Schrijf uit het fragment hieronder over de compensatieregeling letterlijk over wat tussen "FNV, CNV en VCP" en "Staatsblad 2018, 234." staat, beide grenzen inbegrepen.

_Gekozen fragment_
--------------------------------------------------

FNV, CNV en VCP hebben in hun bijdrage aandacht gevraagd voor de risico’s op misbruik en oneigenlijk gebruik van de regeling. De regering is van mening dat er voldoende waarborgen zijn gerealiseerd om dit risico tot een minimum te beperken. Zo moet de werkgever ten minste twee jaar actief zijn als werkgever binnen de onderneming om voor compensatie in aanmerking te komen. UWV zal hier actief op controleren.
8 Staatsblad 2018, 234.
Daarnaast gaat UWV waarschuwingen inbouwen in het beoordelings- en registratiesysteem waardoor frauduleus handelen in een vroegtijdig stadium wordt onderkend (bv. indien er over een langere periode meerdere aanvragen worden ingediend voor dezelfde onderneming of werkgever). Ook de ingangsvoorwaarden om überhaupt voor de regeling in aanmerking te komen, zoals ziekte of gebreken van de werkgever of het bereiken van de pensioengerechtigde leeftijd of overlijden, zijn helder en eenduidig geformuleerd, wat het risico op misbruik verkleint.
VCP, FNV, CNV en VAAN-VvA hebben de vraag gesteld of pensionering van de werkgever wel als ingangsvoorwaarde moet gelden voor deze compensatieregeling. In hun ogen is pensionering namelijk voorzienbaar en de betaling van transitievergoedingen bij bedrijfsbeëindiging wegens pensionering dient als bedrijfsrisico te worden aangemerkt. De regering is van mening dat hoewel pensionering, in tegenstelling tot ziekte, een te verwachten gebeurtenis is, niet van de werkgever, net als bij een werknemer, verlangd kan worden om langer door te werken na pensionering. De werkgever zal daarnaast altijd aansturen op overdracht van de onderneming. Dat is immers niet alleen financieel aantrekkelijker maar ook omdat het opgebouwde bedrijf blijft voortbestaan, net als de werkgelegenheid. Mocht overdracht onverhoopt niet mogelijk zijn dan is bedrijfsbeëindiging vrijwel de enige resterende optie. In de ogen van de regering kan niet verwacht worden dat de werkgever er op voorhand rekening mee houdt geen overnamekandidaat te zullen vinden. Zodoende zal de werkgever geen reserveringen hebben gemaakt voor het betalen van transitievergoedingen aan alle werknemers in een relatief kort tijdsbestek. Een beroep op deze compensatieregeling staat dan ook open voor deze werkgevers om te voorkomen dat de werkgever een beroep moet doen op zijn opgebouwde oudedagsvoorziening teneinde de transitievergoedingen aan alle werknemers te kunnen betalen.

--------------------------------------------------

_Aangeleverde gegevens_
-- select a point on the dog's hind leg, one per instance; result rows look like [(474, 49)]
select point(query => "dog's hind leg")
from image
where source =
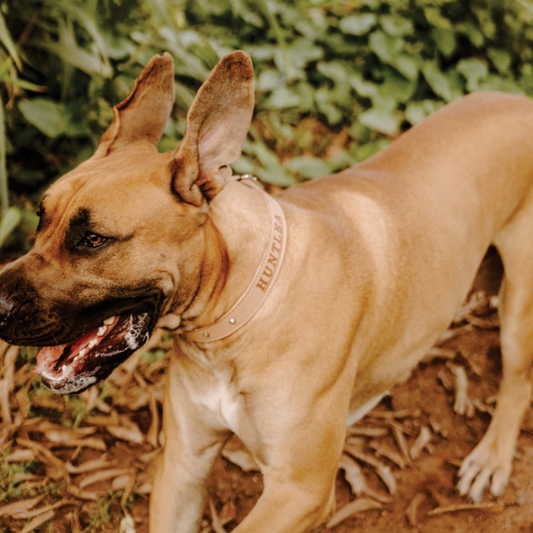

--------------------------------------------------

_Uitwerking_
FNV, CNV en VCP hebben in hun bijdrage aandacht gevraagd voor de risico’s op misbruik en oneigenlijk gebruik van de regeling. De regering is van mening dat er voldoende waarborgen zijn gerealiseerd om dit risico tot een minimum te beperken. Zo moet de werkgever ten minste twee jaar actief zijn als werkgever binnen de onderneming om voor compensatie in aanmerking te komen. UWV zal hier actief op controleren.
8 Staatsblad 2018, 234.